And that finally sent Shalala over the edge. In a scathing letter, she fired back, basically saying, “that’s enough, and we aren’t putting up with this sham anymore.” To summarize what happened:
- The NCAA ran roughshod over any and every line, in an attempt to prove that some extra benefits were provided. In doing so, they crossed moral, ethical and possibly legal lines.
- The University’s lawyers were too scared to call foul on the NCAA, for fear of getting retribution for being uncooperative similar to that with USC was hit. That’s correct; the report stated that an institution was afraid to defend itself because the NCAA punishes schools that do just that. And the report saw nothing wrong with this, actually using it as a defense for the NCAA saying that the NCAA would have known they were doing wrong had the University’s lawyers said something.
- When it was discovered that the NCAA did in fact act improperly, they initiated an EXTREMELY narrow investigation designed to not look into almost all of their investigative activities. This is completely the opposite approach that the NCAA uses when dealing with schools (Reggie Johnson was suspended 1 game for things completely unrelated to the Nevin Shapiro case, because the NCAA decided to comb through Miami’s entire athletic department after Shapiro opened the door).
- The NCAA used a scalpel to exclude exactly the information that was related to the depositions (directly or indirectly), and NOT exclude anything else even though they now know their investigator was corrupt and had contempt for investigative rules and fair play.

Data extracts:
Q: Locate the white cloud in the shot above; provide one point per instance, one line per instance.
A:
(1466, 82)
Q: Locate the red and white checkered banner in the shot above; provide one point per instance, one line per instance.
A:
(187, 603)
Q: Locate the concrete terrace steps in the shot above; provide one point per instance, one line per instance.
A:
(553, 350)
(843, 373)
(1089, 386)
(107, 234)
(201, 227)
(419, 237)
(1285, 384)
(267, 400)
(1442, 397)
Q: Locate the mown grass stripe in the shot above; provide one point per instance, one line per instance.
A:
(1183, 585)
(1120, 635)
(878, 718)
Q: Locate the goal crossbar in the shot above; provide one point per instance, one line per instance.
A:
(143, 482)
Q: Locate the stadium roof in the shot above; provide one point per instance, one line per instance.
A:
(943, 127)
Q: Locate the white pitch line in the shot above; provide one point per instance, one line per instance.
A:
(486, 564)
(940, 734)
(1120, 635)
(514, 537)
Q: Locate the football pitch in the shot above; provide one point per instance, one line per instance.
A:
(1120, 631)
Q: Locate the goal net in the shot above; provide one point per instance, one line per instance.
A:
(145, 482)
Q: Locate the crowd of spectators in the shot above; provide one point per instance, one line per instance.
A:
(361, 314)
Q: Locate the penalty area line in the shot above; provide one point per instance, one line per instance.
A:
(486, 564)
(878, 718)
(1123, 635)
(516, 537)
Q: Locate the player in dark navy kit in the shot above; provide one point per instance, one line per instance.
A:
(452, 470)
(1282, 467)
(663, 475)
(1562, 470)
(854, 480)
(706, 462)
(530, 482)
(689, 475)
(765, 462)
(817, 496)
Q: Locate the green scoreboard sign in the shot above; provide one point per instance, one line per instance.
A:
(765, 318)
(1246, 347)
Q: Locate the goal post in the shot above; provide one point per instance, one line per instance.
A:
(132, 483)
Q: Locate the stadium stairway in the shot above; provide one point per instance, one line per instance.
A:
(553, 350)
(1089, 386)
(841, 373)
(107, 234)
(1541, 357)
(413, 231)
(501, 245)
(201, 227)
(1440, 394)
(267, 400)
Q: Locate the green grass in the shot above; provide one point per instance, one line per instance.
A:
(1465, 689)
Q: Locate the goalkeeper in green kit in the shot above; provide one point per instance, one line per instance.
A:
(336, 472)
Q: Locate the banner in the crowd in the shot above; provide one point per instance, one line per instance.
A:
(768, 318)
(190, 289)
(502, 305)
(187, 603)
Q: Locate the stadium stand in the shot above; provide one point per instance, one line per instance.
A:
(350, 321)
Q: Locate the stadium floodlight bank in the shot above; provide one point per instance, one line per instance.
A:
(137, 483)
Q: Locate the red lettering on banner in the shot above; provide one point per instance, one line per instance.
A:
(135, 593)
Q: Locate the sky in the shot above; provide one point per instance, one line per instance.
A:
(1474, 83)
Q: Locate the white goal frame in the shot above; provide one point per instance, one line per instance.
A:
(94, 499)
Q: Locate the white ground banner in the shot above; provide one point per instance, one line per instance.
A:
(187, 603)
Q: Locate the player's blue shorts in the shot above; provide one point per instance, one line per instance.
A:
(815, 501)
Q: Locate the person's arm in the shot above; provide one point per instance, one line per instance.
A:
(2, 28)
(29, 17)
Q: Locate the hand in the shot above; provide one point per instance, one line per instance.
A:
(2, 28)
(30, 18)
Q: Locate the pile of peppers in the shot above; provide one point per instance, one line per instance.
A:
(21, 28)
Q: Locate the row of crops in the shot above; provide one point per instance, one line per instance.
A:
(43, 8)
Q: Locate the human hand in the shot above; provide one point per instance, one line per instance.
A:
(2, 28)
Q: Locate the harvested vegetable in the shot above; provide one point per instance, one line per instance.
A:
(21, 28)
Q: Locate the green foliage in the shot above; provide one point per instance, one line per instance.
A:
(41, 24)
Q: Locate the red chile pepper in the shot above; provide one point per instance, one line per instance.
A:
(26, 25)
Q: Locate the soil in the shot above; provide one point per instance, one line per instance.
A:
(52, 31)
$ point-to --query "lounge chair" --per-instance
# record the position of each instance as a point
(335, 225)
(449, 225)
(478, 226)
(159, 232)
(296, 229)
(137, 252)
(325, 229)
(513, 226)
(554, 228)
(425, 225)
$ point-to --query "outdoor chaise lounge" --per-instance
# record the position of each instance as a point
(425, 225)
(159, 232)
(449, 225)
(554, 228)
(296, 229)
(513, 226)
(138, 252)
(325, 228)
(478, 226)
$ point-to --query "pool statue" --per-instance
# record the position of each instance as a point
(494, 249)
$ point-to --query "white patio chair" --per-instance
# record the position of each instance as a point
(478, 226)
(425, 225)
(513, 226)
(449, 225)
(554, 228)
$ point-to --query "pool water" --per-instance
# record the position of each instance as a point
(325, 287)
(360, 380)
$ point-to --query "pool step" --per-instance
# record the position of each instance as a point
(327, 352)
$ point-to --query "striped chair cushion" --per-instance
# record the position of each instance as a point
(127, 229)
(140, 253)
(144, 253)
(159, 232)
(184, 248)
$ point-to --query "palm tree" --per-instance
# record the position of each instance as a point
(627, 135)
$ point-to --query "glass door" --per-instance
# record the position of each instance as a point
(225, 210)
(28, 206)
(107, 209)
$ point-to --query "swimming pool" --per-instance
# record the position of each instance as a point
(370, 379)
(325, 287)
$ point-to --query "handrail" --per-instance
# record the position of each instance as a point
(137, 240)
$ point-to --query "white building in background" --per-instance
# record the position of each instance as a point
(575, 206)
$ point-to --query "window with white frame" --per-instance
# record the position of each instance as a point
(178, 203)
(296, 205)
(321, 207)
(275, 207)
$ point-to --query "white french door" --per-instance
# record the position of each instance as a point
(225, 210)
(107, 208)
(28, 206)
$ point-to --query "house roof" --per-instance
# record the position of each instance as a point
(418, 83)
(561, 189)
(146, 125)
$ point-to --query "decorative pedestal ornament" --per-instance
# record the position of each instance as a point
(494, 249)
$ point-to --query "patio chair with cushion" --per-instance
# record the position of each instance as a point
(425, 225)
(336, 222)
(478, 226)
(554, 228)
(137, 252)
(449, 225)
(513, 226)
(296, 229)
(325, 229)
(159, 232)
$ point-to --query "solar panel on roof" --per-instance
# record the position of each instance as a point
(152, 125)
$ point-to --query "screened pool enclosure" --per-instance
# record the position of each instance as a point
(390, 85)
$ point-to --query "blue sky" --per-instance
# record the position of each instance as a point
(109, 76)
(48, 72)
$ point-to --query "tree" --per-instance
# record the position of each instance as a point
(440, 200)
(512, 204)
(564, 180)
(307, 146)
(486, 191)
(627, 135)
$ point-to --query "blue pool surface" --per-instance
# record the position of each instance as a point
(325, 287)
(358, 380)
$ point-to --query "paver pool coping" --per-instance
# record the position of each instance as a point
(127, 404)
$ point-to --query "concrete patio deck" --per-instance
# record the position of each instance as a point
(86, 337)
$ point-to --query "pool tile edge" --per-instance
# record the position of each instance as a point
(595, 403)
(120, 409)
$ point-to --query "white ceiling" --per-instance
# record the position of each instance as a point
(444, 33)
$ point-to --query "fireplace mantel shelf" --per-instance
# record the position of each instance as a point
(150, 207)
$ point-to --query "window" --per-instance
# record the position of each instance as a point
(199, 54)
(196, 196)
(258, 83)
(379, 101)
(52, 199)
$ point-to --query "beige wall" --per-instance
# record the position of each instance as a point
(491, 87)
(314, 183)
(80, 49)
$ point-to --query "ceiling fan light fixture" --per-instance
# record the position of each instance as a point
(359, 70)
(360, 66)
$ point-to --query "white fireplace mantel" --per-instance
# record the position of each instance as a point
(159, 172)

Exercises:
1 - Name every person the NCAA passage mentions by name.
2 - Quote the NCAA passage between "And that finally" and "lawyers said something.", inclusive.

Response list:
1 - Shalala, Reggie Johnson, Nevin Shapiro

2 -
And that finally sent Shalala over the edge. In a scathing letter, she fired back, basically saying, “that’s enough, and we aren’t putting up with this sham anymore.” To summarize what happened:
- The NCAA ran roughshod over any and every line, in an attempt to prove that some extra benefits were provided. In doing so, they crossed moral, ethical and possibly legal lines.
- The University’s lawyers were too scared to call foul on the NCAA, for fear of getting retribution for being uncooperative similar to that with USC was hit. That’s correct; the report stated that an institution was afraid to defend itself because the NCAA punishes schools that do just that. And the report saw nothing wrong with this, actually using it as a defense for the NCAA saying that the NCAA would have known they were doing wrong had the University’s lawyers said something.